Your assignment:
Could you work out how many lines of the material below hold "clicks"? Only the number is needed.

Supplied material:
--- START ---
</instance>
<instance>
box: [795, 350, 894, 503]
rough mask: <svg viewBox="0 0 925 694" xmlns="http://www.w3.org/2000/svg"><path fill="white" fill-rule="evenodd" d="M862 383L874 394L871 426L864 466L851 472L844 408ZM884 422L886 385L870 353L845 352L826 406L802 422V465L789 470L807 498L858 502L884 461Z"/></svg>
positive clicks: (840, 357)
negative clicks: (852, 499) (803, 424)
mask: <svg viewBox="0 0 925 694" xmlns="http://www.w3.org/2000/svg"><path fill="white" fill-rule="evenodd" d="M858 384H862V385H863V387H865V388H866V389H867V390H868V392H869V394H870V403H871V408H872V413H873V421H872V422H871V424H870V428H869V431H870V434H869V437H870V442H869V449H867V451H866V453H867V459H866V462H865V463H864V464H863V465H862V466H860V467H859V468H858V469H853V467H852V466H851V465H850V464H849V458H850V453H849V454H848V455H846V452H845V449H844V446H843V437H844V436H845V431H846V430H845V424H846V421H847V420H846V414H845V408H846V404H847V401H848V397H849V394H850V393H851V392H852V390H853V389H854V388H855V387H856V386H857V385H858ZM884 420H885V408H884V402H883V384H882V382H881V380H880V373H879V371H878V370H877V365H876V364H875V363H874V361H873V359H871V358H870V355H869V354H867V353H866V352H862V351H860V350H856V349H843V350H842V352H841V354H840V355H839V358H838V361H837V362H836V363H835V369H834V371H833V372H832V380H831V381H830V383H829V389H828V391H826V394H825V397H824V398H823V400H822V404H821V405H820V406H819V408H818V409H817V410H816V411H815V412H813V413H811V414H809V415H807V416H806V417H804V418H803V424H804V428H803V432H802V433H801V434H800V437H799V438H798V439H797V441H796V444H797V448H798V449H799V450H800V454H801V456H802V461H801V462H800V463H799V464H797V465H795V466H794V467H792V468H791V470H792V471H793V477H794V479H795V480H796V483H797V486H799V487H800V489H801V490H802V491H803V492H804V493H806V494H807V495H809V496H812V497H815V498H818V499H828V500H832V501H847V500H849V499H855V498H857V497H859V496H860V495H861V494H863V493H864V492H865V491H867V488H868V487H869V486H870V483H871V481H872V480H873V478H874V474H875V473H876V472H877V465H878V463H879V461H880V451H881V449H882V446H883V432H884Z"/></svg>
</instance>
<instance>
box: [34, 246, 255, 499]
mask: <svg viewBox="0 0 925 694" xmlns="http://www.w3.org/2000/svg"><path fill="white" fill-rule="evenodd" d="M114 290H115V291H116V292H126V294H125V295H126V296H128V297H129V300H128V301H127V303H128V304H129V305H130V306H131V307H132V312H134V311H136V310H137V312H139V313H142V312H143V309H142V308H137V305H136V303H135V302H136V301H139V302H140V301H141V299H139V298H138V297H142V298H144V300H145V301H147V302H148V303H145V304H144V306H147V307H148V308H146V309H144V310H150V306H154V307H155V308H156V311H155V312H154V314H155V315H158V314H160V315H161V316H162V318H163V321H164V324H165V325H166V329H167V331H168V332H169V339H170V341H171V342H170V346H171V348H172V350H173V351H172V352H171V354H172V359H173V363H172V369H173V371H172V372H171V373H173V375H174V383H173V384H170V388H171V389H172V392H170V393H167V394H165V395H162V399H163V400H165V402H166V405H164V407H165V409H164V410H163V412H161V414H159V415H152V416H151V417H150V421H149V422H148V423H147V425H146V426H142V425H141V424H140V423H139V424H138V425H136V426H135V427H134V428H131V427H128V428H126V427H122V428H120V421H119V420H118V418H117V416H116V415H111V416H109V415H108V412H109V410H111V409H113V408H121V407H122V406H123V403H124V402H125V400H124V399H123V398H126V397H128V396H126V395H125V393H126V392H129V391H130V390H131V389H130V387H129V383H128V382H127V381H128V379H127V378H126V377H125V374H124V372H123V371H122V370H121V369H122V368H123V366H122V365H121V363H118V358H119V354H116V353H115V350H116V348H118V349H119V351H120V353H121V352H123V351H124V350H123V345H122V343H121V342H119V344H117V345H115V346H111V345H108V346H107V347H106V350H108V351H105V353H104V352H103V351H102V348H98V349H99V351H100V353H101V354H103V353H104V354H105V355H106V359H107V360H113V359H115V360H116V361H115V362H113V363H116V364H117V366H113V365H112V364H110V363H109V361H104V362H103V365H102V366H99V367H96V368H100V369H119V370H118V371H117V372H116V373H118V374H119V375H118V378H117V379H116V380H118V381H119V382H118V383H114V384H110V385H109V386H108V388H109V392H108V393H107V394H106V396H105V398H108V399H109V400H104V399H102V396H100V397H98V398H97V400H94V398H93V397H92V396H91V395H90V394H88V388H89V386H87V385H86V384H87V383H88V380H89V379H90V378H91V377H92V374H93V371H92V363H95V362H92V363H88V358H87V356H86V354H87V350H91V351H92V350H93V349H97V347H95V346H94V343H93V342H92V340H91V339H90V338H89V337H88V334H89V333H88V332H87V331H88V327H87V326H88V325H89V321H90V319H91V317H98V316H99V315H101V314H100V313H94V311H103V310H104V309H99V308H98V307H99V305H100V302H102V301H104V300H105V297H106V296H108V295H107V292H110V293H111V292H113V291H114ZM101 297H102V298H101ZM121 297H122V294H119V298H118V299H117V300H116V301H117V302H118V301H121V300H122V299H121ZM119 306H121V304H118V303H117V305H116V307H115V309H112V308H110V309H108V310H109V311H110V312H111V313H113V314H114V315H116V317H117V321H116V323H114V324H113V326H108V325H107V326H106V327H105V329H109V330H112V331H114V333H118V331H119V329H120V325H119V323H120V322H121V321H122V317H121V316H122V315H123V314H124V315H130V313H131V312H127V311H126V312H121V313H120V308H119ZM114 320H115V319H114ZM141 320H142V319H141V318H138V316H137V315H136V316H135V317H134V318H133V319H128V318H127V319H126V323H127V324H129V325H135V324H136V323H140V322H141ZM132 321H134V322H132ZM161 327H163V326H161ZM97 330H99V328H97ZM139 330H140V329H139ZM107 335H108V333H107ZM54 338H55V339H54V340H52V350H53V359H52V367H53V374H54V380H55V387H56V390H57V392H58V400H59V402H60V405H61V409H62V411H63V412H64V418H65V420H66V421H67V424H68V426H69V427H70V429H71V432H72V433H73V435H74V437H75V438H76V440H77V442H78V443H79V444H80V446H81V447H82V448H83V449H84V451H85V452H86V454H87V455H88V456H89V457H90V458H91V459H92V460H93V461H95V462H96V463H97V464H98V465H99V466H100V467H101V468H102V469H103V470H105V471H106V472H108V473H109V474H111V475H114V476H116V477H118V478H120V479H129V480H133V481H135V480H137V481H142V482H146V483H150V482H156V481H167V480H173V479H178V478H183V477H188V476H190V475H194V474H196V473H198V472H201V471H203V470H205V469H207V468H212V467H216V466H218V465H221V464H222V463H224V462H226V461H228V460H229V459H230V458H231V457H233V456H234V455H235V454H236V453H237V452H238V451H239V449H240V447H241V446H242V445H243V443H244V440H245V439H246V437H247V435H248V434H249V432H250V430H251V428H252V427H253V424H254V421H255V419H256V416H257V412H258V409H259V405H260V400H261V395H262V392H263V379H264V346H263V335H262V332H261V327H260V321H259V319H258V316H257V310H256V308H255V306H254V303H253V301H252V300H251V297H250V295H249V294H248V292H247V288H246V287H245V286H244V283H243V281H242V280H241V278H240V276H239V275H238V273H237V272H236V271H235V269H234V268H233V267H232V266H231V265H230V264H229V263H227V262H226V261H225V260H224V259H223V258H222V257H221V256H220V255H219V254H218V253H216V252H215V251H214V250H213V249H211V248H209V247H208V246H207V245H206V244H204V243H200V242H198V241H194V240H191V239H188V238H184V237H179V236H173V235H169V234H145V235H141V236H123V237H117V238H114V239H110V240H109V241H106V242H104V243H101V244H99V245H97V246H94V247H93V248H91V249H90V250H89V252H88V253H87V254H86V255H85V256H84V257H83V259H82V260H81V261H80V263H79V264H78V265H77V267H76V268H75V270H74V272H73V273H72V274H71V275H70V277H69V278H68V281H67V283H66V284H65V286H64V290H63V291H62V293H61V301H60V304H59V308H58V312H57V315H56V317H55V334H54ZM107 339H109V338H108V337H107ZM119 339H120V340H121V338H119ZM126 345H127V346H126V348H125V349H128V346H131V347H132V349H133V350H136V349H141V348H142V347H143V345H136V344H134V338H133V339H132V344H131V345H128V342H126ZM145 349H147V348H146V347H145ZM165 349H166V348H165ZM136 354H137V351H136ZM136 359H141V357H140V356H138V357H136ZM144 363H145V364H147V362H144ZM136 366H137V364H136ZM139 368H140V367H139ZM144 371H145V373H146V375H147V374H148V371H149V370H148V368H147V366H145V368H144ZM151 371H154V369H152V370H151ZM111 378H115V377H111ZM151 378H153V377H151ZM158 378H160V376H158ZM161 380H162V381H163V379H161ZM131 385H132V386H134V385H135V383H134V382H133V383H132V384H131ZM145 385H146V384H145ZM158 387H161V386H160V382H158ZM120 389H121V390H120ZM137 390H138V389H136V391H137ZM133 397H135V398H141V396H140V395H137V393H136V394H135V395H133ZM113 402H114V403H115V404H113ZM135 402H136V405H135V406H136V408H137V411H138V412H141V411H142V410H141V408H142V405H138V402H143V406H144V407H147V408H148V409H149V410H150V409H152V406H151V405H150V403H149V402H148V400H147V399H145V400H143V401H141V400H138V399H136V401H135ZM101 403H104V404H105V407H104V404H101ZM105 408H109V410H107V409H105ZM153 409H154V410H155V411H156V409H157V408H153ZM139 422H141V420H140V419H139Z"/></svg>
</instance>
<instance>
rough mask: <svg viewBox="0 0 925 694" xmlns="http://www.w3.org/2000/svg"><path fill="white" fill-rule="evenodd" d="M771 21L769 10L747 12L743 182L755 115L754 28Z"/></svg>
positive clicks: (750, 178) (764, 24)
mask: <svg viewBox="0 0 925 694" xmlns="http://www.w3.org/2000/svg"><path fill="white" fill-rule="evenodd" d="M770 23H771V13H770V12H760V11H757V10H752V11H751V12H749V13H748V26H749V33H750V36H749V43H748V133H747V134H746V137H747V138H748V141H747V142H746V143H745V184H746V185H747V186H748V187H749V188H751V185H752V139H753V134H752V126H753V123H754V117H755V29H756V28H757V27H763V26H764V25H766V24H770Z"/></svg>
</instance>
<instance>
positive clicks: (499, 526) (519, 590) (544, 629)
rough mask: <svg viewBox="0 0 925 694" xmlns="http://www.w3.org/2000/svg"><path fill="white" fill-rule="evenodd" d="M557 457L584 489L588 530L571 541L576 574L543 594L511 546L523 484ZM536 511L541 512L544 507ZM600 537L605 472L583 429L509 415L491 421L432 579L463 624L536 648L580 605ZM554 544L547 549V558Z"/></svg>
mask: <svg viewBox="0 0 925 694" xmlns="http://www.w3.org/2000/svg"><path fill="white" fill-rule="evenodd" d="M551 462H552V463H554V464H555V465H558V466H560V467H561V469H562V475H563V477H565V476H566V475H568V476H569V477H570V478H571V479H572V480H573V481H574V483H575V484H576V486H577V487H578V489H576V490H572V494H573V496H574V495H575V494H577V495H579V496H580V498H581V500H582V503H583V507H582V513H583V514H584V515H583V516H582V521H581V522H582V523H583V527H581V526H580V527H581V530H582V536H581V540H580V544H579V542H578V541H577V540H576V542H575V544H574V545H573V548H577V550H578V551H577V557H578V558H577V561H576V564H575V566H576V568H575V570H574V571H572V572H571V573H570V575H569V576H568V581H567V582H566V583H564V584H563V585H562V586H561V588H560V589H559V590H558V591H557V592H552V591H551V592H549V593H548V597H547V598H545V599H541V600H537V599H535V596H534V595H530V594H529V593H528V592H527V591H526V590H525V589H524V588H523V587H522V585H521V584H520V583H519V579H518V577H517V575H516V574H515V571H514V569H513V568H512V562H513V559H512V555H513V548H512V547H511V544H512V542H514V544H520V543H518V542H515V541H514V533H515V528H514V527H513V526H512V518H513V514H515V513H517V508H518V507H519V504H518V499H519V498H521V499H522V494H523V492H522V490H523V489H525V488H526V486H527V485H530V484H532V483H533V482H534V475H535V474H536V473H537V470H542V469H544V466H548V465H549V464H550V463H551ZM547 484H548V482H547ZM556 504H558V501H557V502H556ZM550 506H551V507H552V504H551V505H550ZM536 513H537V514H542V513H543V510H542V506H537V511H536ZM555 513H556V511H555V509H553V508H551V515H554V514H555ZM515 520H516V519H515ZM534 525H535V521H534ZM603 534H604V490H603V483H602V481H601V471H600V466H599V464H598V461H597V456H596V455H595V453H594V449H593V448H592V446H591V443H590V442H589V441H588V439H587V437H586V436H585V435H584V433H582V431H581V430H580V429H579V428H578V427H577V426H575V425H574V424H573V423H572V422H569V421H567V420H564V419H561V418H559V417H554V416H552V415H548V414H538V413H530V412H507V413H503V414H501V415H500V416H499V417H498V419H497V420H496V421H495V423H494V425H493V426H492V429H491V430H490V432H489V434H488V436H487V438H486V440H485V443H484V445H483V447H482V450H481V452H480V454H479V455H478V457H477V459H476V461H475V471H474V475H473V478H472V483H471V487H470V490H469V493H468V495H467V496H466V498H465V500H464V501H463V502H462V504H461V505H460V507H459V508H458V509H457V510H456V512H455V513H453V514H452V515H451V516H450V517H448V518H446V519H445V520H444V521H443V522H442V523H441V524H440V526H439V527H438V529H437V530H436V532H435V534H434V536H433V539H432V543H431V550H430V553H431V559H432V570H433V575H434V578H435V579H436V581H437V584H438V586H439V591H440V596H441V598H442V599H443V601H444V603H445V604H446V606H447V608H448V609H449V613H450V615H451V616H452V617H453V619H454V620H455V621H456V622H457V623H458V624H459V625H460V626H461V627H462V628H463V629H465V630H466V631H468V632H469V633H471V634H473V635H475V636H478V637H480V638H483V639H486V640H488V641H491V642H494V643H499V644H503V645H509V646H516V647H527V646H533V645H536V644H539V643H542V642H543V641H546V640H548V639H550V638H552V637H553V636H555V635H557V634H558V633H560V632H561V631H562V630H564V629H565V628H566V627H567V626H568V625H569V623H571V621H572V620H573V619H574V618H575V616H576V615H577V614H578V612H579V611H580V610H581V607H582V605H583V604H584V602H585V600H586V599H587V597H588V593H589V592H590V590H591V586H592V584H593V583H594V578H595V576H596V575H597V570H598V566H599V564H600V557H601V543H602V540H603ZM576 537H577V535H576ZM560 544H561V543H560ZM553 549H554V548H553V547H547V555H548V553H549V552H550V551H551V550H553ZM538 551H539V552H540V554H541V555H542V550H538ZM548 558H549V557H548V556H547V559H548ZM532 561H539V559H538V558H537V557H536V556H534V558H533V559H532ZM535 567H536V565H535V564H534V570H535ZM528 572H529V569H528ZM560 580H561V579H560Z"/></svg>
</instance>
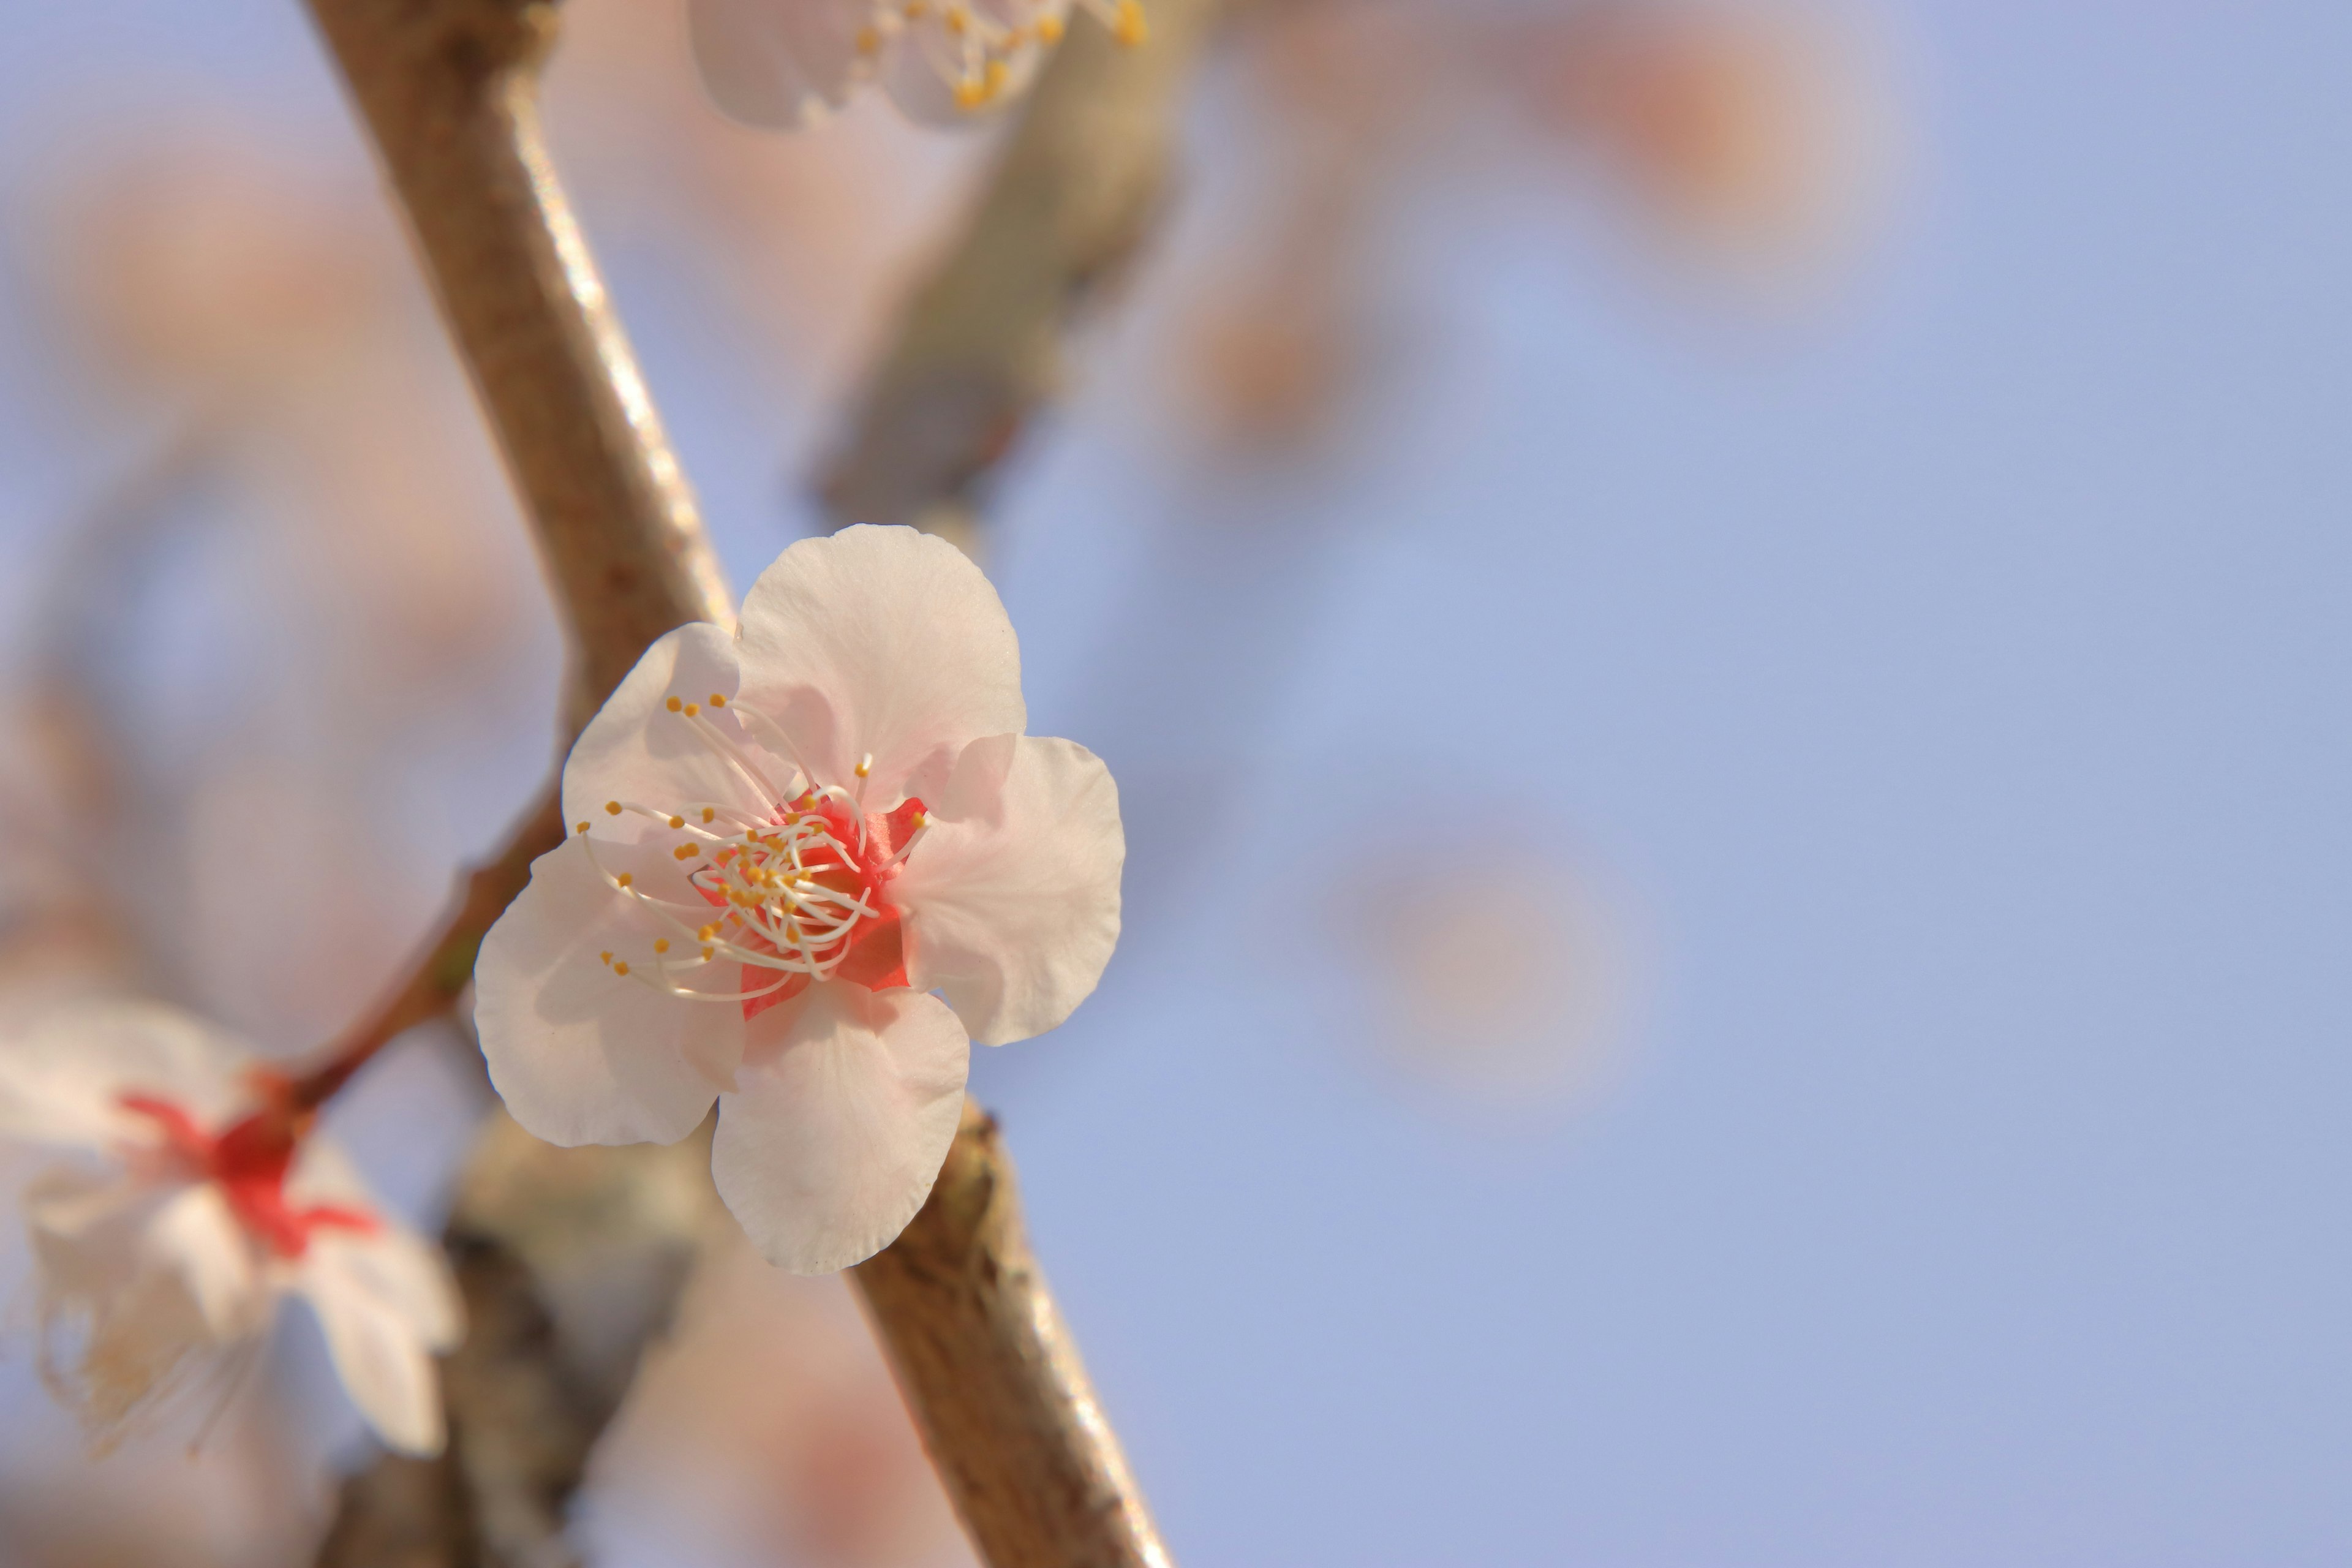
--- END ---
Exercise response:
4